◆ WHAT THIS TASK INVOLVES
Pick out each line below containing "every".
○ ○ ○
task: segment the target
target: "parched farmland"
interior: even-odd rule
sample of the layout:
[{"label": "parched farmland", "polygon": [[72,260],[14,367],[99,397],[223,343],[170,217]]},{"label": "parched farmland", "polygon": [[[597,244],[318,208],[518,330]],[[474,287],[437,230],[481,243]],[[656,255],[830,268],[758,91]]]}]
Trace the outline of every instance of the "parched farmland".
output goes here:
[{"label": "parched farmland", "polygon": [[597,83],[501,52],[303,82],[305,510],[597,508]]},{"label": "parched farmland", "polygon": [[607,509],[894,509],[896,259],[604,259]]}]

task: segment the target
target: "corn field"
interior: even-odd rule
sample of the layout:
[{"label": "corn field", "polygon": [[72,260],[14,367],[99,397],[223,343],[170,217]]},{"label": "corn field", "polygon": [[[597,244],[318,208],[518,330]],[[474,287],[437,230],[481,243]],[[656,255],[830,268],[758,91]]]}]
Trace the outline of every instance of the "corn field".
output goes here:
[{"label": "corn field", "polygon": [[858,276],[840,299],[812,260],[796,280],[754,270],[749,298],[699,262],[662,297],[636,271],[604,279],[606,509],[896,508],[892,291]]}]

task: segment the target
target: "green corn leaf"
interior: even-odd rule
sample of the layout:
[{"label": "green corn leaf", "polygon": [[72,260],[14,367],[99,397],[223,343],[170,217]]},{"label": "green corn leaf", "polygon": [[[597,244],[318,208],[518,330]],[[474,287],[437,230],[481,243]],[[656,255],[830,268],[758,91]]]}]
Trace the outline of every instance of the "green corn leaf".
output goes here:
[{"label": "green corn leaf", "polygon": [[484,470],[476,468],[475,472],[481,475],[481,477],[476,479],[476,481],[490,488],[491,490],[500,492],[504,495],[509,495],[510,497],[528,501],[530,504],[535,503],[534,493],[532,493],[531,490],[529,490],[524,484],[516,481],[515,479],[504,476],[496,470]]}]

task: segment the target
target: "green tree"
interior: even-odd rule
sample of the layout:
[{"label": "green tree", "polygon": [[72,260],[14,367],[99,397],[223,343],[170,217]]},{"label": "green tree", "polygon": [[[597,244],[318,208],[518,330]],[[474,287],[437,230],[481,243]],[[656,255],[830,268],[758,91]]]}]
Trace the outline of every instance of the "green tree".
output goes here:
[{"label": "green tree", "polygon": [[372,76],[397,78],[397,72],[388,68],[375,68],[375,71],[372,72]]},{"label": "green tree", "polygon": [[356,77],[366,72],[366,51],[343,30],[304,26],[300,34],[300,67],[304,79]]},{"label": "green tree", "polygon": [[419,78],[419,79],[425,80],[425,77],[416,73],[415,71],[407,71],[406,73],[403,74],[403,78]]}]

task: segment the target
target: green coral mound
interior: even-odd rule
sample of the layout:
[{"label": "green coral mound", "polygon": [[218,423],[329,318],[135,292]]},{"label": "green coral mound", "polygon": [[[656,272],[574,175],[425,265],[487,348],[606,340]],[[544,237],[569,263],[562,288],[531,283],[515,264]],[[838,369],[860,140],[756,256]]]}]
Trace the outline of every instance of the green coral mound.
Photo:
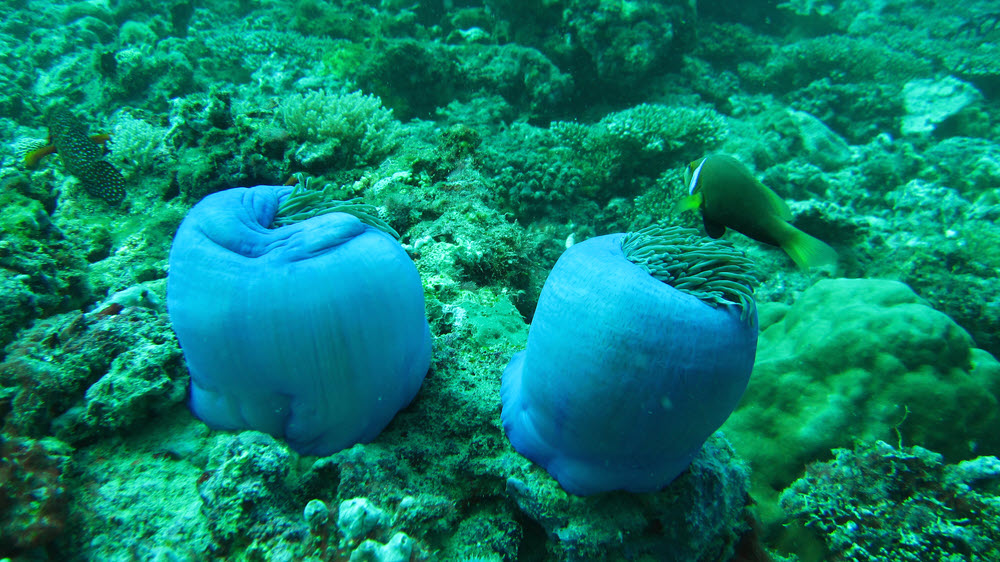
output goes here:
[{"label": "green coral mound", "polygon": [[806,465],[855,439],[901,437],[949,461],[1000,452],[1000,363],[905,284],[823,280],[792,306],[761,306],[760,325],[723,430],[754,466],[765,520]]},{"label": "green coral mound", "polygon": [[278,207],[278,213],[271,221],[272,227],[295,224],[327,213],[347,213],[399,240],[399,233],[389,226],[389,223],[379,218],[378,209],[374,205],[363,203],[360,197],[336,199],[334,184],[322,189],[316,189],[311,184],[309,178],[300,178],[298,185]]},{"label": "green coral mound", "polygon": [[629,261],[656,279],[713,308],[736,304],[743,321],[755,312],[753,262],[725,240],[654,224],[626,234],[621,247]]}]

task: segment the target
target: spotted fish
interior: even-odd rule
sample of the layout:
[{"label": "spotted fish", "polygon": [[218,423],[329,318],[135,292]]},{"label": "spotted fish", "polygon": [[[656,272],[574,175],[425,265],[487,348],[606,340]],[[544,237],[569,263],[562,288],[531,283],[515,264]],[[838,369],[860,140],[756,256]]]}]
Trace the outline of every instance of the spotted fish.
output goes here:
[{"label": "spotted fish", "polygon": [[56,152],[66,172],[76,176],[94,197],[118,205],[125,199],[125,178],[109,162],[102,159],[97,144],[106,136],[88,137],[87,130],[68,109],[56,106],[49,113],[50,145],[28,153],[24,162],[29,168],[46,154]]}]

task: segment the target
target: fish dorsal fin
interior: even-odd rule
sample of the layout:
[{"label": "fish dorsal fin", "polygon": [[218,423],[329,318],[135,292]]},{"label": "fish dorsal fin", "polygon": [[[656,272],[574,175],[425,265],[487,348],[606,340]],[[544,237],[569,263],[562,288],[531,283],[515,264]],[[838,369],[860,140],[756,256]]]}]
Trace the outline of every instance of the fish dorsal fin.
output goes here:
[{"label": "fish dorsal fin", "polygon": [[785,200],[782,199],[780,195],[775,193],[773,189],[767,186],[764,187],[767,188],[765,190],[765,193],[767,193],[767,200],[769,206],[774,210],[775,214],[781,217],[781,219],[784,221],[792,220],[792,210],[788,208],[788,203],[786,203]]},{"label": "fish dorsal fin", "polygon": [[[716,154],[706,158],[713,159],[713,165],[715,166],[711,173],[713,173],[713,181],[724,182],[731,186],[739,186],[740,188],[745,188],[747,190],[754,190],[763,195],[764,201],[763,205],[758,203],[758,211],[769,211],[777,217],[780,217],[784,221],[789,221],[792,218],[792,211],[788,208],[788,203],[781,198],[780,195],[774,192],[770,187],[764,185],[757,176],[753,173],[750,168],[733,158],[732,156],[726,154]],[[703,181],[706,173],[709,170],[704,170],[702,172]],[[735,194],[735,191],[730,191],[730,194]],[[760,207],[765,207],[764,209]]]},{"label": "fish dorsal fin", "polygon": [[780,217],[784,221],[792,220],[792,210],[788,208],[788,203],[778,195],[773,189],[765,185],[764,182],[757,179],[757,176],[750,170],[749,167],[742,166],[741,170],[745,175],[747,180],[757,184],[761,191],[764,193],[764,197],[767,200],[767,207],[771,212]]}]

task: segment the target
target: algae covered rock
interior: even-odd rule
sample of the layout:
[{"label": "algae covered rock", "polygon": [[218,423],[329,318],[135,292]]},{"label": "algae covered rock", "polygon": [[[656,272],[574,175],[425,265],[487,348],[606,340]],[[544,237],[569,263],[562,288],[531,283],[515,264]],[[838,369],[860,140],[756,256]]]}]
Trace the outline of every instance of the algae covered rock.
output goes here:
[{"label": "algae covered rock", "polygon": [[[1000,461],[946,465],[922,447],[884,441],[835,449],[782,492],[781,506],[824,543],[823,560],[997,560]],[[811,537],[809,535],[812,535]]]},{"label": "algae covered rock", "polygon": [[166,314],[114,303],[52,316],[0,362],[3,429],[70,445],[120,435],[180,404],[187,381]]},{"label": "algae covered rock", "polygon": [[903,283],[820,281],[761,307],[757,363],[723,426],[763,503],[856,438],[939,451],[1000,450],[1000,364]]},{"label": "algae covered rock", "polygon": [[[507,478],[506,494],[532,522],[518,559],[732,560],[749,531],[748,476],[746,463],[718,432],[687,470],[653,493],[574,496],[539,470],[517,470]],[[527,540],[536,529],[544,530],[544,542]]]},{"label": "algae covered rock", "polygon": [[903,86],[904,135],[931,133],[952,115],[982,96],[974,86],[952,76],[940,80],[911,80]]},{"label": "algae covered rock", "polygon": [[38,549],[62,534],[70,496],[64,475],[72,467],[72,453],[54,437],[0,433],[0,556]]}]

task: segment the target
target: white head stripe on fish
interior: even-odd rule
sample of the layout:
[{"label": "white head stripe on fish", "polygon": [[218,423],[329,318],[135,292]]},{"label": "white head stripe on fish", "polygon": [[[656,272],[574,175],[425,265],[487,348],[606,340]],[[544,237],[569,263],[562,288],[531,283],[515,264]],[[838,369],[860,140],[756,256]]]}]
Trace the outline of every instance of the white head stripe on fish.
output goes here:
[{"label": "white head stripe on fish", "polygon": [[705,160],[708,160],[708,158],[702,158],[701,162],[698,163],[698,167],[694,169],[694,173],[691,174],[691,183],[688,184],[688,195],[694,195],[694,188],[698,185],[698,176],[701,175],[701,169],[705,166]]}]

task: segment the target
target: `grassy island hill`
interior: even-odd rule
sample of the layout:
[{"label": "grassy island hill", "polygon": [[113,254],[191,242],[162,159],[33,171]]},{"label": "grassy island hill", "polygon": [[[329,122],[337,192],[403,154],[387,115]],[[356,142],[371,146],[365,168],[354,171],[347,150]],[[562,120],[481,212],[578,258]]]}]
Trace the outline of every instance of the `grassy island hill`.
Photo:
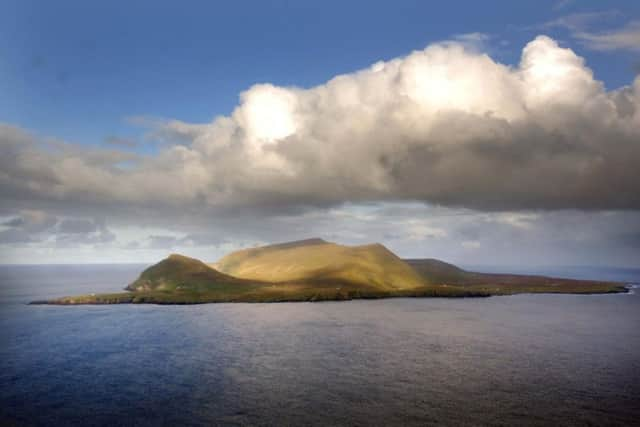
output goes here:
[{"label": "grassy island hill", "polygon": [[168,258],[144,270],[140,277],[125,289],[132,292],[206,291],[214,286],[242,287],[256,284],[255,282],[221,273],[195,258],[171,254]]},{"label": "grassy island hill", "polygon": [[316,283],[379,290],[416,289],[425,281],[379,243],[343,246],[308,239],[233,252],[212,267],[243,279]]},{"label": "grassy island hill", "polygon": [[484,274],[435,259],[402,260],[380,244],[308,239],[244,249],[216,263],[173,254],[144,270],[127,292],[34,304],[198,304],[385,297],[474,297],[513,293],[624,292],[619,283]]}]

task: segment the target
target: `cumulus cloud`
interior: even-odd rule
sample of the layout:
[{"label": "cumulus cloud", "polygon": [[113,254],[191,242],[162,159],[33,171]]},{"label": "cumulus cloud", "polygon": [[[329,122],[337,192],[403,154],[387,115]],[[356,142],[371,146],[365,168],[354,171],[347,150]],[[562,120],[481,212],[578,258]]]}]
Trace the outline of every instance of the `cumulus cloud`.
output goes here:
[{"label": "cumulus cloud", "polygon": [[221,214],[381,200],[640,208],[640,79],[607,92],[545,36],[517,67],[448,41],[309,89],[257,84],[229,116],[152,132],[168,144],[137,156],[2,126],[2,198],[150,217],[158,207]]}]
○ ○ ○
◆ ANSWER FOR THIS EXERCISE
Trace the outline of every instance of the "parched farmland".
Trace the outline of every instance of the "corn field".
Trace the outline of every instance of the "green corn leaf".
Trace the outline of every instance of the "green tree".
Trace the outline of every instance of the green coral mound.
Trace the outline of every instance of the spotted fish.
Trace the outline of every instance of the fish dorsal fin.
Trace the outline of every instance of the algae covered rock.
Trace the outline of every instance of the white head stripe on fish.
Trace the outline of every instance of the `grassy island hill`.
Trace the outline of every instance of the `cumulus cloud`.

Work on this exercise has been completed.